BEGIN Source document

I have been working as a DevOps intern at Bobble.ai for almost 2 months now. My first task when I joined the internship was researching about Kafka, and believe me, I had no idea about kafka. I have seen the name many times in the requirements section of many internships but never got a chance to really work on it up close.
What is Kafka?!
In very simpler terms, it lets you stream data from one end to another but it handles some other things too. There are three parts to Kafka workflow, just like any market:
- Producer
- Broker
- Consumer
In terms of data streaming, we can get a clue from the names itself. Producer and consumer are the endpoints, while broker handles recieving and then passing on of data packets to consumer.
The above picture already gives an idea about another benefit of kafka, one broker can get data from multiple producers and can give data to multiple consumers. So, maybe you want to use get logs from one server into multipe other servers.
Basically, by streaming you may think there is no data storage….. true to an extent. Kafka stores recent data only depends on how you choose it, and deletes it as it becomes outdated.
You can install Kafka here.

END Source document
BEGIN Supplied records

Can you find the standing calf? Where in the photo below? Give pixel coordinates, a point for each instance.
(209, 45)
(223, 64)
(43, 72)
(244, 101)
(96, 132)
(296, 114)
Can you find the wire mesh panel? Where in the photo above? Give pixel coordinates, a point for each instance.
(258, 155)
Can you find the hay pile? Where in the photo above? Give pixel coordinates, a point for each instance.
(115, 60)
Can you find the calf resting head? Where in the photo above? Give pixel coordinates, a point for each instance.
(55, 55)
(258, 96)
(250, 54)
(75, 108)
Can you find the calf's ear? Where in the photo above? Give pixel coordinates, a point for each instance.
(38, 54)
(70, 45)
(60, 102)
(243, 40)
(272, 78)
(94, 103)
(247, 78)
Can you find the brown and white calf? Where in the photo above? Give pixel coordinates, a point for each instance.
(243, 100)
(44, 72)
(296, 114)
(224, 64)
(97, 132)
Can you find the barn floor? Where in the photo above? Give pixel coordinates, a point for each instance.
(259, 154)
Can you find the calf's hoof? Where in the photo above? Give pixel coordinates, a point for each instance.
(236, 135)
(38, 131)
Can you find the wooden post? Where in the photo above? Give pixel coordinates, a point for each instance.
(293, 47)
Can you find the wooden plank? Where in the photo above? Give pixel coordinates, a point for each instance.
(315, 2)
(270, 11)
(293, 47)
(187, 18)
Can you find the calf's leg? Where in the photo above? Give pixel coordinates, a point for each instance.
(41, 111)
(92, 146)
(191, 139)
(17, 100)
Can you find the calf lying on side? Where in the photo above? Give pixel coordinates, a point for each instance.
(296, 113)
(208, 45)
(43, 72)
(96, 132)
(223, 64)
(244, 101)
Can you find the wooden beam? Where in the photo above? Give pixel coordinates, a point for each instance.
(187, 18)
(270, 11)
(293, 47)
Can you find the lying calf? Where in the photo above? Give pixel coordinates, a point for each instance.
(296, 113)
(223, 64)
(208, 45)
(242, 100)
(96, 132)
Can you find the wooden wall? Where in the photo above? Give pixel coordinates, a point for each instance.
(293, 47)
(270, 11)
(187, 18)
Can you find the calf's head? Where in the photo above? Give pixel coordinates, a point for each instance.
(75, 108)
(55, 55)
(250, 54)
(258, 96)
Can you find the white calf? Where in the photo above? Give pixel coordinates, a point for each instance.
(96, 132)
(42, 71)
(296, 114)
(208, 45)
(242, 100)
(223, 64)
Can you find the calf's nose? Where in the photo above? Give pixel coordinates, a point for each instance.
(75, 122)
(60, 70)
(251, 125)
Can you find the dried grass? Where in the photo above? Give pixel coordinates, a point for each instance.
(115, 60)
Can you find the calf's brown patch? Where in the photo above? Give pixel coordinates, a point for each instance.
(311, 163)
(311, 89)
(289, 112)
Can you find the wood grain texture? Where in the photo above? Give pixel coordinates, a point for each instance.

END Supplied records

▸ Exercise requirements:
• a. Print the Kafka post word for word, from "I have been" to "packets to consumer.".
• b. Please carry on the Kafka post, picking up right after its final sentence.

▸ Expected responses:
• a.
I have been working as a DevOps intern at Bobble.ai for almost 2 months now. My first task when I joined the internship was researching about Kafka, and believe me, I had no idea about kafka. I have seen the name many times in the requirements section of many internships but never got a chance to really work on it up close.
What is Kafka?!
In very simpler terms, it lets you stream data from one end to another but it handles some other things too. There are three parts to Kafka workflow, just like any market:
- Producer
- Broker
- Consumer
In terms of data streaming, we can get a clue from the names itself. Producer and consumer are the endpoints, while broker handles recieving and then passing on of data packets to consumer.

• b.
Python and Kafka
If you code, you may already know that python can work with almost everything. There is a python module by the name kafka, install through pip, pip install kafka-python
. This is used for creating consumer and producer scripts. You need kafka broker service to connect to also, you can start it on your local system.
Now, KafkaConsumer
is simple to work with, you just need to mention a topic and the link to the broker, other details are optional.
cons = KafkaConsumer('my-topic', bootstrap_servers="localhost:9092", api_version=(0, 10, 1), group_id = 'my-group')
In the above line, I have mentioned the topic to be my-topic
and I have mentioned link for kafka broker to be my locally hosted kafka, on default port 9092
. The other mentioned params are optional but can come into handy. There seems to be multiple kafka api available, maybe based on stable and I was encountering an error so I found a solution to select the particular api_vesrion
like this. I used multiple kafka consumers in order to keep serving it’s purpose even though any one kafka consumer encounters any error.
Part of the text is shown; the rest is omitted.